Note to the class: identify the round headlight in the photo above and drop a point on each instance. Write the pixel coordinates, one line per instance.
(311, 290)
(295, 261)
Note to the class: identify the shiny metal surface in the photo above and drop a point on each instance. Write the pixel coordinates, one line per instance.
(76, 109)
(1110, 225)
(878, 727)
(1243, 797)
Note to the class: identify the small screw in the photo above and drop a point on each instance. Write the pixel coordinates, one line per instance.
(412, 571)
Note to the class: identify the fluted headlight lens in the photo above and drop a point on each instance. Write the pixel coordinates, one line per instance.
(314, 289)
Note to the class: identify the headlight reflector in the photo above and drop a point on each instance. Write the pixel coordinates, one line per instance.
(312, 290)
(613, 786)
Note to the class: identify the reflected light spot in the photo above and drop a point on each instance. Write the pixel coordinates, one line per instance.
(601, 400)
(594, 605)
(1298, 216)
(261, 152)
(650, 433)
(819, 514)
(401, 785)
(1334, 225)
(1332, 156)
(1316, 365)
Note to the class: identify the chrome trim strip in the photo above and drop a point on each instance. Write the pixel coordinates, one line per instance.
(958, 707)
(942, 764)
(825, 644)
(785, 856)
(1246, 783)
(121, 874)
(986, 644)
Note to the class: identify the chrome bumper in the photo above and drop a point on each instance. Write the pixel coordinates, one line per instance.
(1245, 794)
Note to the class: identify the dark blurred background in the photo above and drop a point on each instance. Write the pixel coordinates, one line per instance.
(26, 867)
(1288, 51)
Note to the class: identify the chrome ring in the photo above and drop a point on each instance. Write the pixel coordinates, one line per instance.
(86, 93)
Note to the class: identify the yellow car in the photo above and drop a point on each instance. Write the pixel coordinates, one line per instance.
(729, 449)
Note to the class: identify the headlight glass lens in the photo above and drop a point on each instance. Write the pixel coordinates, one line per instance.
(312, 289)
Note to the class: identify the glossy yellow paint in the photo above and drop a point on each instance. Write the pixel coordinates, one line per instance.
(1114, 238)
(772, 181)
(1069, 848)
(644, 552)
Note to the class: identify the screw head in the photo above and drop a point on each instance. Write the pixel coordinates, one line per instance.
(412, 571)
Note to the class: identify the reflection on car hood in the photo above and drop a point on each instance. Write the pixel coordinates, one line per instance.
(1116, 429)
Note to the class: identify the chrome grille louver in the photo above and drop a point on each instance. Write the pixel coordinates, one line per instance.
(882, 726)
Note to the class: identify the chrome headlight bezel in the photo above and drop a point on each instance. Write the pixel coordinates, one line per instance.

### About this exercise
Take the line that holds "Note to the class: identify the glossy" as the first line and the last line of the data as the final one. Retype everything between, both included, exactly.

### Task result
Note to the class: identify the glossy yellow paint in the photo above and drop a point on each instance. Write the pixel coordinates, one line per instance.
(1114, 238)
(772, 181)
(1069, 848)
(644, 552)
Note to the class: identify the screw head in the photo above and drop a point on each instance. Write the pixel coordinates, one line per instance.
(412, 571)
Note to the class: identify the reflection on car hood in the photo above and drop a point on each instance. Write the pixel coordinates, one line per instance.
(1116, 429)
Note to the class: identify the chrome grille louver in the photo above and drop a point on each instance. Write the pixel coordinates, one line per instance.
(882, 726)
Note to the class: identify the chrome headlight bezel in the photo above and drop a point on each instance. Write the pixel coordinates, one line per instance.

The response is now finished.